§ Description of the task: When the line containing "positive clicks: (113, 200)" appears in the entries below, begin printing there and stop after the line containing "rough mask: <svg"; print each of those lines exactly and no other line.

§ Exercise data:
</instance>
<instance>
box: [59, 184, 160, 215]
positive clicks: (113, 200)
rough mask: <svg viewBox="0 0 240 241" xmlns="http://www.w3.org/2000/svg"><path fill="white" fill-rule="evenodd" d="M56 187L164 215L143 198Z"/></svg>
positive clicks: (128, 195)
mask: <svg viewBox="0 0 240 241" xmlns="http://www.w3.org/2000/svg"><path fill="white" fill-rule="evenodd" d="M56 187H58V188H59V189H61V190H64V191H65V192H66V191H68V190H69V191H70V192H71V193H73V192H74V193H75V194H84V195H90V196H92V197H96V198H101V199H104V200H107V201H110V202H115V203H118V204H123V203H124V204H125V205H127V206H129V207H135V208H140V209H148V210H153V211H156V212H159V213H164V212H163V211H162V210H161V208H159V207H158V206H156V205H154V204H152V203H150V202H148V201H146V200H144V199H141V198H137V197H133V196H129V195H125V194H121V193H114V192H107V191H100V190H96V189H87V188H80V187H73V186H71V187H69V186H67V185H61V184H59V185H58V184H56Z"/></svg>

§ Solved problem:
positive clicks: (113, 200)
rough mask: <svg viewBox="0 0 240 241" xmlns="http://www.w3.org/2000/svg"><path fill="white" fill-rule="evenodd" d="M56 187L164 215L143 198Z"/></svg>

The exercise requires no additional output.